**** Records for the task ****

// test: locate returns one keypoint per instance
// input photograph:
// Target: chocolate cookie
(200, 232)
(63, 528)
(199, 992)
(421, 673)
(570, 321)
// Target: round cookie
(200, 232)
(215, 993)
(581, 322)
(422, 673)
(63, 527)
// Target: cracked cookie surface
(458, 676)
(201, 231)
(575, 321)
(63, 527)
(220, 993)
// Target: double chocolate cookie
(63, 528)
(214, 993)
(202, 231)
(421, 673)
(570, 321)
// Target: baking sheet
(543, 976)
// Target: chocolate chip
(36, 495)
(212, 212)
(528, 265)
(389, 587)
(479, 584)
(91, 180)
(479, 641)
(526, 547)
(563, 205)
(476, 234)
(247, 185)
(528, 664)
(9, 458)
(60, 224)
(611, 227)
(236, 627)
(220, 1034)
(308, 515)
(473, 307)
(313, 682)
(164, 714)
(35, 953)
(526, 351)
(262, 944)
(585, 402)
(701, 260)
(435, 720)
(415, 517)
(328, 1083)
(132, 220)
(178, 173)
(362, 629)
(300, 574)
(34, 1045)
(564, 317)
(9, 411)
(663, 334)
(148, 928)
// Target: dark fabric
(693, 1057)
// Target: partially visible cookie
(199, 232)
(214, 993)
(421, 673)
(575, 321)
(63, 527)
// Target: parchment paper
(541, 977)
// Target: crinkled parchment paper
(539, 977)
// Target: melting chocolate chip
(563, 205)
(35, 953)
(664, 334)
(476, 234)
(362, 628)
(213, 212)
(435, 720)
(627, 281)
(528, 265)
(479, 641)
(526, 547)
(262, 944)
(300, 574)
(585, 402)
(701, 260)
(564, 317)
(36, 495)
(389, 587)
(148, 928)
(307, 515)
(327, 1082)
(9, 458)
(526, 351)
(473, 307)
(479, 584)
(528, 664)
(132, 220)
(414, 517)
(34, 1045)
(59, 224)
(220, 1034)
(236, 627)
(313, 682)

****

▸ **Task directions**
All entries are to be retyped with no difference from the original.

▸ **Answer box**
// test: locate returns one keypoint per instance
// input photograph:
// Target: chocolate cookie
(200, 232)
(63, 528)
(199, 992)
(421, 673)
(570, 321)
// Target: round cookie
(200, 232)
(215, 993)
(581, 322)
(422, 673)
(63, 527)
// Target: cracked cookie surface
(458, 676)
(201, 231)
(575, 321)
(63, 527)
(220, 993)
// Target: double chocolate cookie
(63, 528)
(214, 993)
(202, 231)
(421, 673)
(570, 321)
// Target: baking sheet
(543, 976)
// Target: chocolate chip
(36, 495)
(212, 212)
(528, 265)
(389, 587)
(479, 584)
(91, 180)
(479, 641)
(526, 547)
(563, 205)
(476, 234)
(247, 185)
(528, 664)
(9, 458)
(60, 224)
(611, 227)
(236, 627)
(220, 1034)
(308, 515)
(473, 307)
(313, 682)
(164, 714)
(35, 953)
(526, 351)
(262, 944)
(585, 402)
(701, 260)
(435, 720)
(415, 517)
(328, 1083)
(132, 220)
(178, 173)
(362, 629)
(300, 574)
(34, 1045)
(564, 317)
(9, 411)
(663, 334)
(148, 928)
// Target: dark fabric
(693, 1057)
// Target: partially visible cookie
(199, 232)
(214, 993)
(421, 673)
(575, 321)
(63, 527)
// Target: parchment paper
(541, 977)
// Target: crinkled parchment paper
(539, 977)
// Target: melting chocolate chip
(563, 205)
(35, 953)
(664, 334)
(476, 234)
(362, 628)
(213, 212)
(435, 720)
(627, 281)
(528, 265)
(479, 641)
(526, 547)
(262, 944)
(300, 574)
(585, 402)
(701, 260)
(564, 317)
(36, 495)
(389, 587)
(148, 928)
(307, 515)
(327, 1082)
(9, 458)
(526, 351)
(473, 307)
(479, 584)
(528, 664)
(132, 220)
(414, 517)
(34, 1045)
(59, 224)
(220, 1034)
(236, 627)
(313, 682)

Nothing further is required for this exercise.